***** MATERIAL SUPPLIED

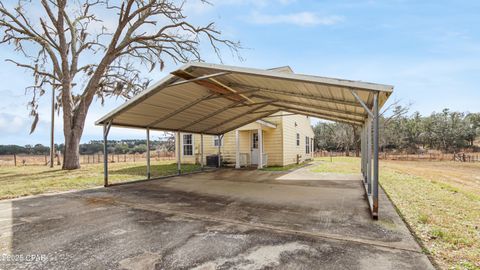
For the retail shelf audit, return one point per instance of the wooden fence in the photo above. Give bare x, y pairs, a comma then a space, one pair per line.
27, 160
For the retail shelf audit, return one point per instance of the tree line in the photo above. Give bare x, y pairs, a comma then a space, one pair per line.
447, 131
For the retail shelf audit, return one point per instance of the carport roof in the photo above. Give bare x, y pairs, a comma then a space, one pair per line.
215, 99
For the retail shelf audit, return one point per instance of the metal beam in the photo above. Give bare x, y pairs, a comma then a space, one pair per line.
362, 103
299, 95
312, 106
335, 119
148, 153
213, 85
236, 116
200, 78
248, 121
231, 105
319, 113
179, 110
231, 94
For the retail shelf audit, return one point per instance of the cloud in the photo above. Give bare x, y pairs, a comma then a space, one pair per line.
12, 124
301, 18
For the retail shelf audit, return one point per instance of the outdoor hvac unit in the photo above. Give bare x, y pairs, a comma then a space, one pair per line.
212, 161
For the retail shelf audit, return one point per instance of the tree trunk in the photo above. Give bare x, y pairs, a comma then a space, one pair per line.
71, 156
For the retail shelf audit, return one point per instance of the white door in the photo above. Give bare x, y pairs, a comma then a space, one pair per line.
254, 147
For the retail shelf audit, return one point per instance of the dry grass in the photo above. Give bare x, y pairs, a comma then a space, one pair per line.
31, 180
439, 200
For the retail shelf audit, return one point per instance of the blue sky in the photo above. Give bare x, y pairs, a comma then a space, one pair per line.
429, 50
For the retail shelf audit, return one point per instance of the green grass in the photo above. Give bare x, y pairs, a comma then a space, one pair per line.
443, 213
345, 165
31, 180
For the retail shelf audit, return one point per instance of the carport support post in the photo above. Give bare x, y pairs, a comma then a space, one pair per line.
148, 153
260, 148
365, 152
369, 156
375, 155
219, 151
106, 129
362, 152
237, 150
178, 145
201, 152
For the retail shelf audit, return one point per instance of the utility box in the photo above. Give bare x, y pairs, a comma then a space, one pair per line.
212, 161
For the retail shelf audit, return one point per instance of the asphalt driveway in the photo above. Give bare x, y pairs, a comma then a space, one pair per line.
227, 219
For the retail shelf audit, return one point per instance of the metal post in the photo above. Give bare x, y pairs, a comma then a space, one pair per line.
201, 152
52, 131
364, 152
361, 154
369, 155
375, 155
237, 149
106, 129
148, 153
260, 148
219, 151
178, 146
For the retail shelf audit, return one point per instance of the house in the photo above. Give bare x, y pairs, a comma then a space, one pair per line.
286, 138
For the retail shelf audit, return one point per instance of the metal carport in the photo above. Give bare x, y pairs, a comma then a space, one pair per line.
214, 99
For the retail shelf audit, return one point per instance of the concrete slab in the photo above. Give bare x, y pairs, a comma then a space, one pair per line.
227, 219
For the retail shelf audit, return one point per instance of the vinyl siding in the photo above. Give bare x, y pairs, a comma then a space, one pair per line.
278, 143
290, 130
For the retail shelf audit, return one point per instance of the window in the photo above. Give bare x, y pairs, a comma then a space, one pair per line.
215, 141
307, 145
255, 140
187, 144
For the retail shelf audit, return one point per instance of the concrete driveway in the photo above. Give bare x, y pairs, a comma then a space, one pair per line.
227, 219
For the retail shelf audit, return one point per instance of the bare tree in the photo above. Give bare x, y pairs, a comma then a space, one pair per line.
70, 47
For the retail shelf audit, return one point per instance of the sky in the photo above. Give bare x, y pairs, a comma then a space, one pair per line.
429, 51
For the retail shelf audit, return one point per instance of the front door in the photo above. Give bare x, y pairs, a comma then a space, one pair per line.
254, 147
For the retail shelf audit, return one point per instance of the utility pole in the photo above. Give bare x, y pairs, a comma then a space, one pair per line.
52, 131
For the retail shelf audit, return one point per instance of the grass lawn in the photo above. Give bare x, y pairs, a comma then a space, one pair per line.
285, 168
30, 180
439, 200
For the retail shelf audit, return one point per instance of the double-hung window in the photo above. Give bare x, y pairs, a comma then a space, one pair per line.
187, 144
307, 145
217, 141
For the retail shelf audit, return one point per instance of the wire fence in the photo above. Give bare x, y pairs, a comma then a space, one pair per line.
27, 160
437, 156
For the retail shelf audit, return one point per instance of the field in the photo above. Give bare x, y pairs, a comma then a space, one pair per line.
31, 180
440, 200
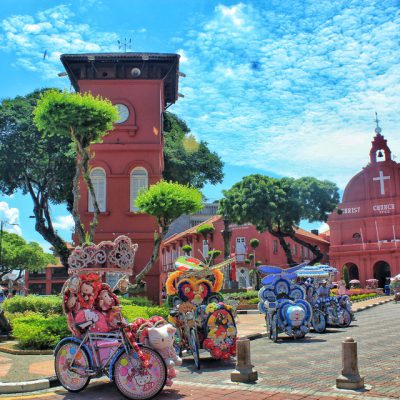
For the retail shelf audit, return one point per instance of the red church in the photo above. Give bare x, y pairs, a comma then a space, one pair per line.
365, 231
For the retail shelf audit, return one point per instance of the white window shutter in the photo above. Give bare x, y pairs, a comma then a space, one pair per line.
98, 178
139, 181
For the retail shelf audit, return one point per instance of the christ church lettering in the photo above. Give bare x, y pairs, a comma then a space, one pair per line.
383, 208
351, 210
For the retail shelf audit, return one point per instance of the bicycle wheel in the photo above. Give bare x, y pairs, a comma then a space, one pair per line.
68, 353
318, 321
136, 382
194, 347
346, 318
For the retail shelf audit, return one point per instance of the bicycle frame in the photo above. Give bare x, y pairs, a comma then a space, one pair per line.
90, 342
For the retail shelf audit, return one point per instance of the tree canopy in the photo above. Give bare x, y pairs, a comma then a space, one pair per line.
186, 160
19, 255
42, 166
278, 205
166, 201
85, 120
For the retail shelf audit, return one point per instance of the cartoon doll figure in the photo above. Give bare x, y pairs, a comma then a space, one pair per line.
107, 302
90, 285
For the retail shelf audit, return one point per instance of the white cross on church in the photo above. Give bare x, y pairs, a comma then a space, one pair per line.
381, 180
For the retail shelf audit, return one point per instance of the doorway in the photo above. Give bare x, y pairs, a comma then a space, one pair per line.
381, 272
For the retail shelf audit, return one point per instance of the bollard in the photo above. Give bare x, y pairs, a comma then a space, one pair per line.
350, 377
244, 370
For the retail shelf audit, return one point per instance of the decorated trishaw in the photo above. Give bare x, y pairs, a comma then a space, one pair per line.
102, 343
283, 303
395, 287
327, 309
197, 309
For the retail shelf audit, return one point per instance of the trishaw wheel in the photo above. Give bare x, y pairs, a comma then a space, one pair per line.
136, 382
68, 353
194, 347
318, 321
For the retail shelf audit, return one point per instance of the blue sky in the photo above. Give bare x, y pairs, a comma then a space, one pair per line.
280, 88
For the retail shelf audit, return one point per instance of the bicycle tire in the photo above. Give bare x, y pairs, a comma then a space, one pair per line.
70, 380
135, 382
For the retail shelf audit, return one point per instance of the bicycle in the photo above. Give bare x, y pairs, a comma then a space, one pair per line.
139, 372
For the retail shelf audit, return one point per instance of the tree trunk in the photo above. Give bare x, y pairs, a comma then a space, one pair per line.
314, 249
284, 245
139, 285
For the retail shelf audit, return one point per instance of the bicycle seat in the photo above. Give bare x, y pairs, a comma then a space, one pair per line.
173, 313
84, 325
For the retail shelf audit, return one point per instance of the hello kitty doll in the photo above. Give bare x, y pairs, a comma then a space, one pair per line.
161, 338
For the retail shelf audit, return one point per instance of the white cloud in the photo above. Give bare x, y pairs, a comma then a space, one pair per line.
54, 31
292, 88
64, 222
10, 217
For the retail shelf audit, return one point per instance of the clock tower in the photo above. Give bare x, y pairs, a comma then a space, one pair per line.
142, 86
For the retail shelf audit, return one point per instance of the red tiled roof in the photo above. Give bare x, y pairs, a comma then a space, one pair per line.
302, 232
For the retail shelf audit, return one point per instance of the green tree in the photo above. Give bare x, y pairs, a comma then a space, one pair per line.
278, 206
18, 255
165, 201
186, 160
85, 120
41, 166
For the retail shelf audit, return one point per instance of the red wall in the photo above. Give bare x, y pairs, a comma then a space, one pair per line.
364, 233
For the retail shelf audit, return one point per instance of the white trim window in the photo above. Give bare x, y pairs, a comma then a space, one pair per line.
139, 181
98, 178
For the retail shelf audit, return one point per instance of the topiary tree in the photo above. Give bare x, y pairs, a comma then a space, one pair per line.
205, 230
187, 249
166, 201
346, 277
85, 120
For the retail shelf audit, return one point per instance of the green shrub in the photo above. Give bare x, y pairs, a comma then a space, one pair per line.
132, 312
44, 305
136, 301
34, 331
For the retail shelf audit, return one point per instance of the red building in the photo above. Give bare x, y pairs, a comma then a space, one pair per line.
142, 86
268, 251
365, 232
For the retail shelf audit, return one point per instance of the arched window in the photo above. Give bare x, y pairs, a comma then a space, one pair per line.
98, 177
139, 180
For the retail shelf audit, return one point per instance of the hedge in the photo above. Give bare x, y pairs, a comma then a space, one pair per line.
34, 331
44, 305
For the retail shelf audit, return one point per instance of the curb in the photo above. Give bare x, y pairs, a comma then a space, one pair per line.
29, 386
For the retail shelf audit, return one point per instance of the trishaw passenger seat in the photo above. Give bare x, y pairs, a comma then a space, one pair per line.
173, 313
82, 326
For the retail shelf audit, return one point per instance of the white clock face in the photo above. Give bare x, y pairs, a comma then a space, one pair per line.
123, 112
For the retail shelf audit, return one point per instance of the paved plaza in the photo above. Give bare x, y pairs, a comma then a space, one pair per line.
288, 369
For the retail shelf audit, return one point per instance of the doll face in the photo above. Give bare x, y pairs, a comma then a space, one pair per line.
105, 300
87, 291
73, 298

**********

◆ **DESCRIPTION OF THE TASK**: The lines to reproduce run from the line containing "the white trim" to the end of the listing; write them out exactly and add nothing.

◆ **ANSWER FOR THIS EXERCISE**:
For the retail shelf audit, return one point per instance of the white trim window in the photo above. Give bare x, y pairs, a comma then a space, one pair per line.
139, 181
98, 178
For the retail shelf audit, return one point per instance of the topiary tree in the photo above. Give bare x, y pairs, a comma then a space, one pair per line.
205, 230
187, 249
166, 201
346, 277
85, 120
For the retail shelf audit, return one point per instance of the green shrub in the photo above. Give bare x, y pairs, a comma then a space, one pair per line.
132, 312
44, 305
136, 301
34, 331
For the retail shelf audit, return one point per instance of the red building in the photo above. Give bare x, y pairs, a comma then a space, one pair per line.
142, 86
268, 251
365, 232
For the retail shelf audit, return one point per instance of the arched window in the photo above. Give bare x, y pairs, a comma then a space, one pair per line.
98, 177
139, 180
For the retail shelf audit, return one point per instance of the hedge in the photo above. Give bare x, y pairs, a comma then a space, one pair per line.
34, 331
44, 305
For the retail shelf audit, return one point per instance of the curb in the photo above. Give bare x, y pairs, a comma then a space, one pair per line.
29, 386
For the retail shelf audit, return one point per instance of the trishaw passenger seat in the photo above. Give bare x, y pairs, a comma then a space, one pair per line.
173, 313
82, 326
For the retail shelf audit, return one point per instance of the white clock face in the photo above. Give bare x, y pairs, a comma then a space, one pair per line.
123, 112
For the retail shelf audit, return one point per instance of the paved plaza in the photo above. Give bare x, y pairs, a comma then a space, one pair per line.
288, 369
For the retail shelf audit, return one point per instance of the doll face in the photo above. Give bare x, y pairs, a comma then a space, one pair per line.
105, 300
87, 291
73, 298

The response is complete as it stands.